> [What you will do] Every line of the data should be output word for word.
# # # # # # #
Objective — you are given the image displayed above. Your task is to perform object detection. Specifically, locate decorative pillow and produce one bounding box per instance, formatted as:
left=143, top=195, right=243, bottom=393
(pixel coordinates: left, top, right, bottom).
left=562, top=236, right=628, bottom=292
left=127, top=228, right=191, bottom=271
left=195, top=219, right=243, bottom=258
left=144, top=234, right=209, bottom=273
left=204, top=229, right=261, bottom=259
# # # # # # #
> [Result of this exercise]
Objective — you are given the image displayed above. Your task is to perform object detection. Specifically, locate decorative pillow and produce one bounding box per instance, formatted as:
left=143, top=195, right=243, bottom=393
(pixel coordinates: left, top, right, bottom).
left=562, top=236, right=628, bottom=292
left=127, top=228, right=191, bottom=271
left=195, top=219, right=243, bottom=258
left=144, top=234, right=209, bottom=273
left=204, top=229, right=261, bottom=259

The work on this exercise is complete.